Starting at the line that contains "Objective — for every instance of the wooden decking", copy the data below word for word through its final line, and include nothing else.
━━━ PROVIDED INFORMATION
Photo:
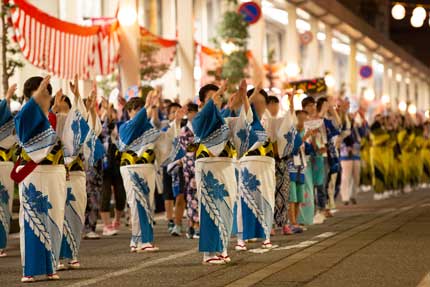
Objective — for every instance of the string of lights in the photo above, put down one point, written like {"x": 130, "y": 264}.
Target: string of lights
{"x": 419, "y": 13}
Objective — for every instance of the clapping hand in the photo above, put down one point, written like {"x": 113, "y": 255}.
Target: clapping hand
{"x": 10, "y": 92}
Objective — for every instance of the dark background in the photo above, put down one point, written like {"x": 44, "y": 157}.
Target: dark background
{"x": 377, "y": 13}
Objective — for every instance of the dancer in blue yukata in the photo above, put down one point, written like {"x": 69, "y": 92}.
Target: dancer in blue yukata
{"x": 41, "y": 175}
{"x": 7, "y": 144}
{"x": 78, "y": 126}
{"x": 143, "y": 148}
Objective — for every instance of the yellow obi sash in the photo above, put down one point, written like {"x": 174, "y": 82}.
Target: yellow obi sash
{"x": 264, "y": 150}
{"x": 6, "y": 154}
{"x": 228, "y": 151}
{"x": 130, "y": 157}
{"x": 76, "y": 165}
{"x": 55, "y": 157}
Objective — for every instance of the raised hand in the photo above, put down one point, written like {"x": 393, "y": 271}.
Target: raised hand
{"x": 91, "y": 100}
{"x": 56, "y": 108}
{"x": 217, "y": 96}
{"x": 10, "y": 92}
{"x": 42, "y": 94}
{"x": 257, "y": 90}
{"x": 180, "y": 114}
{"x": 74, "y": 87}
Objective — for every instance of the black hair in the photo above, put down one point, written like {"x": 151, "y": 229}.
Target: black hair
{"x": 134, "y": 104}
{"x": 262, "y": 92}
{"x": 320, "y": 103}
{"x": 173, "y": 105}
{"x": 299, "y": 112}
{"x": 204, "y": 91}
{"x": 66, "y": 99}
{"x": 308, "y": 101}
{"x": 272, "y": 99}
{"x": 192, "y": 107}
{"x": 32, "y": 84}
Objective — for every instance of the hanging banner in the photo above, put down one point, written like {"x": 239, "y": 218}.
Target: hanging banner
{"x": 306, "y": 37}
{"x": 366, "y": 71}
{"x": 156, "y": 55}
{"x": 309, "y": 87}
{"x": 63, "y": 48}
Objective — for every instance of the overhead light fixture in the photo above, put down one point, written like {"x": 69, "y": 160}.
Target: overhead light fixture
{"x": 329, "y": 80}
{"x": 369, "y": 94}
{"x": 416, "y": 22}
{"x": 403, "y": 106}
{"x": 127, "y": 16}
{"x": 419, "y": 12}
{"x": 398, "y": 12}
{"x": 292, "y": 70}
{"x": 385, "y": 99}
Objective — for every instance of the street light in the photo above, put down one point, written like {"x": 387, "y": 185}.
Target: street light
{"x": 412, "y": 109}
{"x": 403, "y": 106}
{"x": 416, "y": 22}
{"x": 127, "y": 16}
{"x": 369, "y": 94}
{"x": 385, "y": 99}
{"x": 419, "y": 12}
{"x": 292, "y": 70}
{"x": 398, "y": 12}
{"x": 329, "y": 80}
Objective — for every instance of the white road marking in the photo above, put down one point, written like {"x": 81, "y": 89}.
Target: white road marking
{"x": 132, "y": 269}
{"x": 425, "y": 282}
{"x": 262, "y": 250}
{"x": 325, "y": 235}
{"x": 300, "y": 245}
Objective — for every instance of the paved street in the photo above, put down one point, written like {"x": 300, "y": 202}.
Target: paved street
{"x": 376, "y": 243}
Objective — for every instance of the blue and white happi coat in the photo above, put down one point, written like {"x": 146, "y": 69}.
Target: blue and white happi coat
{"x": 42, "y": 194}
{"x": 7, "y": 140}
{"x": 256, "y": 182}
{"x": 79, "y": 143}
{"x": 215, "y": 179}
{"x": 138, "y": 135}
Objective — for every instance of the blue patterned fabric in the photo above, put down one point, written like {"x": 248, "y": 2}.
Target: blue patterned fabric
{"x": 257, "y": 213}
{"x": 42, "y": 235}
{"x": 142, "y": 198}
{"x": 35, "y": 133}
{"x": 6, "y": 121}
{"x": 216, "y": 216}
{"x": 4, "y": 215}
{"x": 209, "y": 126}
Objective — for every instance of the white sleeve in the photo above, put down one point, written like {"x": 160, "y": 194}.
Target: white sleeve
{"x": 164, "y": 144}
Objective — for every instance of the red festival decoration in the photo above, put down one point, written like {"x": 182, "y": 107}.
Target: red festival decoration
{"x": 63, "y": 48}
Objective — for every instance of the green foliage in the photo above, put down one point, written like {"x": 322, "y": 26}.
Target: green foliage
{"x": 233, "y": 67}
{"x": 233, "y": 29}
{"x": 149, "y": 70}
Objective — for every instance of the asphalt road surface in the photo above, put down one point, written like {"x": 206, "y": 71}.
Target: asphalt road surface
{"x": 374, "y": 243}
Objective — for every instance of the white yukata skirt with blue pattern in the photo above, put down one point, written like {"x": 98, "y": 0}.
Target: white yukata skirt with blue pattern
{"x": 6, "y": 198}
{"x": 257, "y": 184}
{"x": 217, "y": 189}
{"x": 42, "y": 197}
{"x": 74, "y": 217}
{"x": 139, "y": 184}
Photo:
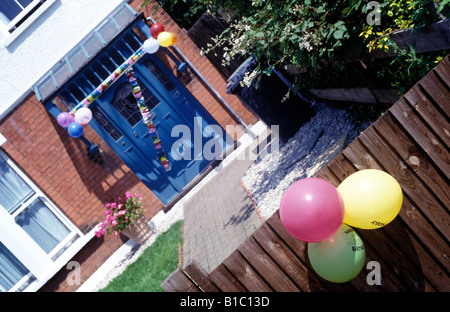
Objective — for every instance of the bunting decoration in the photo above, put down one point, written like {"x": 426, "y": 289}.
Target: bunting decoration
{"x": 80, "y": 115}
{"x": 147, "y": 120}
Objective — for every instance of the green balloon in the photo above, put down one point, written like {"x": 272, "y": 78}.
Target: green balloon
{"x": 340, "y": 258}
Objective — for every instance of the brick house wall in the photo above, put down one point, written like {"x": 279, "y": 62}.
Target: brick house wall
{"x": 60, "y": 167}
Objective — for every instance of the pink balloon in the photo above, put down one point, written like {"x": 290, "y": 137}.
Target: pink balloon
{"x": 65, "y": 119}
{"x": 312, "y": 210}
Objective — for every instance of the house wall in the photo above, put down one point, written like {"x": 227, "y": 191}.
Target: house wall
{"x": 38, "y": 48}
{"x": 57, "y": 163}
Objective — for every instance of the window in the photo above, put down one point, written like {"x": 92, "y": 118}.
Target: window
{"x": 17, "y": 15}
{"x": 34, "y": 234}
{"x": 14, "y": 12}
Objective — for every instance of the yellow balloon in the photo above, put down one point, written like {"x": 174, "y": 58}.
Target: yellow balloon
{"x": 372, "y": 198}
{"x": 166, "y": 38}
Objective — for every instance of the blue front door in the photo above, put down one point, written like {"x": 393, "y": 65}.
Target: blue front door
{"x": 118, "y": 121}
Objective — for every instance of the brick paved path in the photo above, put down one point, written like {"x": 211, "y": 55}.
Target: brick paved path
{"x": 219, "y": 217}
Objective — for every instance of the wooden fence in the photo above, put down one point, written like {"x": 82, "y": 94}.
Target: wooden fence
{"x": 411, "y": 142}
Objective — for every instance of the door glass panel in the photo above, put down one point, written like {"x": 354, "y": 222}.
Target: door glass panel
{"x": 125, "y": 102}
{"x": 42, "y": 225}
{"x": 14, "y": 191}
{"x": 159, "y": 74}
{"x": 106, "y": 124}
{"x": 11, "y": 269}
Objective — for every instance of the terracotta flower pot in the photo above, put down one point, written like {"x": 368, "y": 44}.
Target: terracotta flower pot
{"x": 140, "y": 231}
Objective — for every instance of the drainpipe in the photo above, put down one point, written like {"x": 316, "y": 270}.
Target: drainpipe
{"x": 211, "y": 88}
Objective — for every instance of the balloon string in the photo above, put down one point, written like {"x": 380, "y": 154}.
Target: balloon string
{"x": 109, "y": 80}
{"x": 147, "y": 120}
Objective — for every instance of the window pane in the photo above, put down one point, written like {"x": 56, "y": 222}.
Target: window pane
{"x": 24, "y": 3}
{"x": 13, "y": 190}
{"x": 42, "y": 225}
{"x": 106, "y": 124}
{"x": 11, "y": 269}
{"x": 10, "y": 9}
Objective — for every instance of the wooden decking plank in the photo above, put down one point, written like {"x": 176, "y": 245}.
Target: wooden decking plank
━━━━━━
• [THE OUTPUT]
Objective — for every instance of the wooden decking plank in the photo above, put down one point, written like {"x": 176, "y": 245}.
Target: wooden decking plank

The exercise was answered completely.